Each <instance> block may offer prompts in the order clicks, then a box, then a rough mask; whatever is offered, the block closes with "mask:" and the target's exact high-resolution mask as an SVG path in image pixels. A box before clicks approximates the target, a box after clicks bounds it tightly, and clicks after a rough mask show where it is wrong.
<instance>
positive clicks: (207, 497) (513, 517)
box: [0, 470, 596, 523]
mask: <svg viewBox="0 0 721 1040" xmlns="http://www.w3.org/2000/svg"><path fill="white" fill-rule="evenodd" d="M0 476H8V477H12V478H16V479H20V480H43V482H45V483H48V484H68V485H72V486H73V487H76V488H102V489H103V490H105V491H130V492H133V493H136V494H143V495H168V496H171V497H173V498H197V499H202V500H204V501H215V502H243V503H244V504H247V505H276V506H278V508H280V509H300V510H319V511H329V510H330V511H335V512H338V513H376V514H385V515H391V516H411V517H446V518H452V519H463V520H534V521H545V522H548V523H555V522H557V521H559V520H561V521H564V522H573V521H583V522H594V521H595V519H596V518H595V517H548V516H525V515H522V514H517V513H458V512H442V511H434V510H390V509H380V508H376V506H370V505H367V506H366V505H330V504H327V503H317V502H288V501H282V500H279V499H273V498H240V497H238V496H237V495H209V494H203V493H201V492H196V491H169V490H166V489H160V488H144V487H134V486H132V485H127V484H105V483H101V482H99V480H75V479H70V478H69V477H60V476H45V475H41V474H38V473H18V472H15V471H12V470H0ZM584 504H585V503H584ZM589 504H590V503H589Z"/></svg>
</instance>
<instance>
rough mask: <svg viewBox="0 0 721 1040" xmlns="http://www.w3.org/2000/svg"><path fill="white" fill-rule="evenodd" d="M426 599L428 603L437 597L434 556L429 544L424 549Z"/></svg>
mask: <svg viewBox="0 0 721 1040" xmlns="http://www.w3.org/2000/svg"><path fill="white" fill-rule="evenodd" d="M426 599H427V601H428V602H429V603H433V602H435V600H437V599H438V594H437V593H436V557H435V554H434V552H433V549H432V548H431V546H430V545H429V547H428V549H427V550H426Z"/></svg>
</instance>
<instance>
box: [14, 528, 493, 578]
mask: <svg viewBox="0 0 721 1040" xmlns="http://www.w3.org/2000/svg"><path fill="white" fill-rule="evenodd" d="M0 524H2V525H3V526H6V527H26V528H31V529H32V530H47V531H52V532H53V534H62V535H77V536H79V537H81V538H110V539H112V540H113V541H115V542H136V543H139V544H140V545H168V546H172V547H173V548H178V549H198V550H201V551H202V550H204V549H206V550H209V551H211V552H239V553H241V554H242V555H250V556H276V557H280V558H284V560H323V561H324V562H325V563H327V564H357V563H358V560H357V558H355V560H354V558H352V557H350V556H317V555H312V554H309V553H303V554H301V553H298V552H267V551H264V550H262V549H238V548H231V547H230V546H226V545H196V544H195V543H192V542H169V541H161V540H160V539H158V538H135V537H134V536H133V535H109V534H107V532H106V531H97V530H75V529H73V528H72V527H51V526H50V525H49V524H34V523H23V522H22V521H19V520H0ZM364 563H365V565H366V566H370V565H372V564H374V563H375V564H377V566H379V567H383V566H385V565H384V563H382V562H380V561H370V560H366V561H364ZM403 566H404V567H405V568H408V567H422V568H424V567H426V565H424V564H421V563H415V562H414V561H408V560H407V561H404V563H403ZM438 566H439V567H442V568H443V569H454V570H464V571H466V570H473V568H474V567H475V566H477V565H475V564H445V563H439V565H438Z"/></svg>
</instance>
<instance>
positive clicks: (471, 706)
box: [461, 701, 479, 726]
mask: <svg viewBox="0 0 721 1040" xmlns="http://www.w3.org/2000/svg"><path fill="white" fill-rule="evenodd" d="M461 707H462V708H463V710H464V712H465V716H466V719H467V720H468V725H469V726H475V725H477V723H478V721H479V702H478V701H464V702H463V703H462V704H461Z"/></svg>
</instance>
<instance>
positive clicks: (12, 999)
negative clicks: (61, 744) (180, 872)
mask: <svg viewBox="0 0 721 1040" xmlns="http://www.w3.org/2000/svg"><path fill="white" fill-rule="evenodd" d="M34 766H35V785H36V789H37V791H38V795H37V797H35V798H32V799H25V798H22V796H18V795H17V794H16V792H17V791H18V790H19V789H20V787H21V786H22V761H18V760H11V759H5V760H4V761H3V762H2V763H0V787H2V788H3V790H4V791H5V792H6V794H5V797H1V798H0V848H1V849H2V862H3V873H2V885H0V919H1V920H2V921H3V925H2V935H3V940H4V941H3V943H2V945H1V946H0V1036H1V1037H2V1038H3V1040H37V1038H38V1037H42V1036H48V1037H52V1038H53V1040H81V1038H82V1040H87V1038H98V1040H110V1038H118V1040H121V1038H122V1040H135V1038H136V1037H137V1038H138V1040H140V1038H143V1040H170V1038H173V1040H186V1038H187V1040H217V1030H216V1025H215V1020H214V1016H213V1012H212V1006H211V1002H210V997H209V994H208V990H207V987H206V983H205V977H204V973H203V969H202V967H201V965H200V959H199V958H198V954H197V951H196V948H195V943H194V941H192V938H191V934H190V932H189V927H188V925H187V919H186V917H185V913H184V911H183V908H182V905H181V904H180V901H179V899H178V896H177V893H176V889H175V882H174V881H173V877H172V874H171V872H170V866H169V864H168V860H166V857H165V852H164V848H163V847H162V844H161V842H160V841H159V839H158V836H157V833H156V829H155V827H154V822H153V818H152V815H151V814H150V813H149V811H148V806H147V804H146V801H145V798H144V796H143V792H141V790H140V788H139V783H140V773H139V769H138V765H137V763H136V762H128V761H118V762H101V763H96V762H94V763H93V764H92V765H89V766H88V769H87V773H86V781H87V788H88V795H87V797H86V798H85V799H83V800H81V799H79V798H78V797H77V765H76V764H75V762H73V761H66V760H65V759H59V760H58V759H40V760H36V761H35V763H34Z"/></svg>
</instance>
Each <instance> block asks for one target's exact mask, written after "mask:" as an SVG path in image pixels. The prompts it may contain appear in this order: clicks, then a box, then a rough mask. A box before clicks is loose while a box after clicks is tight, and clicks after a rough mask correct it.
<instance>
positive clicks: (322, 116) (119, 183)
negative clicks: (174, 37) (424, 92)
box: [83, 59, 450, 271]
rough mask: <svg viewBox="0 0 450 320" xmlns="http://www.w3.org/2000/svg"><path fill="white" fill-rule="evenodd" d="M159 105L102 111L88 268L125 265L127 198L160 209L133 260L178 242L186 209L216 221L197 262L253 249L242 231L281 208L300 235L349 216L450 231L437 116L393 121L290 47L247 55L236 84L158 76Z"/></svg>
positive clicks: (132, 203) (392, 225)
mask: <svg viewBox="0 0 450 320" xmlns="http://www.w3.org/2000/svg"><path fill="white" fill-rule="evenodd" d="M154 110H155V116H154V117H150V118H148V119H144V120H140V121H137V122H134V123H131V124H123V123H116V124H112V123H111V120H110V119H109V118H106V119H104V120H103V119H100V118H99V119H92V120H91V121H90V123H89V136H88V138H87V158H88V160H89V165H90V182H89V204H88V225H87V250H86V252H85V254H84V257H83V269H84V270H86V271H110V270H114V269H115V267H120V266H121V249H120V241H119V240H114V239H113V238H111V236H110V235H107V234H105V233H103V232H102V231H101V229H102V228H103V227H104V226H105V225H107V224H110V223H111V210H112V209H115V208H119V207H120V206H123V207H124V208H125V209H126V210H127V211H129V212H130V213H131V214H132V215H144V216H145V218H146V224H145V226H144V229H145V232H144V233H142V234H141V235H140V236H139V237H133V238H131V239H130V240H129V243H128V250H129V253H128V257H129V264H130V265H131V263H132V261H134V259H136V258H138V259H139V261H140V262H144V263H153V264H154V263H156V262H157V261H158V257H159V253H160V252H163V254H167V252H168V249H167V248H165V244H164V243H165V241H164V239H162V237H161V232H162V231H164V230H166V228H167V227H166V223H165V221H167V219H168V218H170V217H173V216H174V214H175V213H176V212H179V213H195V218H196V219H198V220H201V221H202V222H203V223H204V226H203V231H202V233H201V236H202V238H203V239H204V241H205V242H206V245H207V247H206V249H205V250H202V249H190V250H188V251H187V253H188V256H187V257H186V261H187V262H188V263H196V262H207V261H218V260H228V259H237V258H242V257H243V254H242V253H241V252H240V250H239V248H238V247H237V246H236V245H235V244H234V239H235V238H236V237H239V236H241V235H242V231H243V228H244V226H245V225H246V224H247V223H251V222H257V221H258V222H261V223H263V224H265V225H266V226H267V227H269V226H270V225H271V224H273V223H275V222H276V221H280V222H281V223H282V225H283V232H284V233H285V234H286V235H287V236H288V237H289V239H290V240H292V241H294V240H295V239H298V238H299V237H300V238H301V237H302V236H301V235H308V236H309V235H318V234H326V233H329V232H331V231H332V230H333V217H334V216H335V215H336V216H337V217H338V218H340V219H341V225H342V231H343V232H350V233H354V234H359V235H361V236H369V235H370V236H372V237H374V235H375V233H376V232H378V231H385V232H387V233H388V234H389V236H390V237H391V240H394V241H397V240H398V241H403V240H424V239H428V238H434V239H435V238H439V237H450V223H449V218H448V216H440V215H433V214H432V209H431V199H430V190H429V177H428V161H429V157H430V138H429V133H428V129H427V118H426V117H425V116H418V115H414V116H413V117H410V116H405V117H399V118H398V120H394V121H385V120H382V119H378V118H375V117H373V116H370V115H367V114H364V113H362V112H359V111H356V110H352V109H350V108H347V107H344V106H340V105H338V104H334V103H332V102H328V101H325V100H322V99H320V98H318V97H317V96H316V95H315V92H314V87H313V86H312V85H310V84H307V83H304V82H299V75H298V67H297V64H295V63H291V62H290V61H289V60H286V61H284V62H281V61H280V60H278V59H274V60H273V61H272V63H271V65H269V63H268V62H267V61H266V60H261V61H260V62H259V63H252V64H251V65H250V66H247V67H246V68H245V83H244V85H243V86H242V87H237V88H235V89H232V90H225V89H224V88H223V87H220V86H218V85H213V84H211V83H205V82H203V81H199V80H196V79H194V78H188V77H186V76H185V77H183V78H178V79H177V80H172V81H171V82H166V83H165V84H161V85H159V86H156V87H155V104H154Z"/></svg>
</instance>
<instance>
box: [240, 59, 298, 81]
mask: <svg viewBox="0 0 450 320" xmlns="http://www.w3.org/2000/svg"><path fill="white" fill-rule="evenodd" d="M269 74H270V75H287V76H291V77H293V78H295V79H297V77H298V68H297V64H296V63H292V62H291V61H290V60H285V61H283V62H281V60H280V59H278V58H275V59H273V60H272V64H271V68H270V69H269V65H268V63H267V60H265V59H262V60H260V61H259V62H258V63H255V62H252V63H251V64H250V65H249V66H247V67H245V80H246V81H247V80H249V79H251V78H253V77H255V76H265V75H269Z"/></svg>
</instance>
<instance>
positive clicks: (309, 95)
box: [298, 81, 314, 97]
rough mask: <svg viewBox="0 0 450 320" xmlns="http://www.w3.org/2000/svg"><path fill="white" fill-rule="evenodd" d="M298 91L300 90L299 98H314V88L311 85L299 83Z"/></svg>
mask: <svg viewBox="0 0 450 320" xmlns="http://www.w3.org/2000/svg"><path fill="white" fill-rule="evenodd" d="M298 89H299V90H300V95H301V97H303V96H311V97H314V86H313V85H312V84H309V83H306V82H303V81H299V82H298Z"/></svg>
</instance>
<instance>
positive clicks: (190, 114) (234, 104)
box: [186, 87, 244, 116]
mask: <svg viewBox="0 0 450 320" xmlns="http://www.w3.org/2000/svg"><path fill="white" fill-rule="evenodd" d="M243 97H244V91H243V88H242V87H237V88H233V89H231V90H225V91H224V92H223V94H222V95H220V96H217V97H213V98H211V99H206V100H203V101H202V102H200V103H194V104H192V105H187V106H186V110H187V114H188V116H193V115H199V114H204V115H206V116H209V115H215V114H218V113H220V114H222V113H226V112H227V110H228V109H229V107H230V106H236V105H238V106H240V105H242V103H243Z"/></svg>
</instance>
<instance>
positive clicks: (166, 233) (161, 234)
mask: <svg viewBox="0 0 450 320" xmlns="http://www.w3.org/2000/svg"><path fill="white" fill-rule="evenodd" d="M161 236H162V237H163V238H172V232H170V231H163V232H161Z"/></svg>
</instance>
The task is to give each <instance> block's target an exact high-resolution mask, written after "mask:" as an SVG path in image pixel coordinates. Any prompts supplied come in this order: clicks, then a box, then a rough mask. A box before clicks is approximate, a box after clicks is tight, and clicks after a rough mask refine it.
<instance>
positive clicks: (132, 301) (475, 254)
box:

==============================

Instructions to follow:
The expected answer is an exact copy of the lines beginning at the one with "The task is" and running to the end of the entries above.

Task response:
The task is to give each <instance> block's target an exact high-resolution mask, written after "mask:" as an SVG path in image pixel coordinates. Any prompts supplied come in this order: clicks, then a box, then a rough mask. A box before clicks is approximate, a box after clicks is tight, and clicks after a rough mask refine it.
<instance>
positive clicks: (132, 301) (475, 254)
box:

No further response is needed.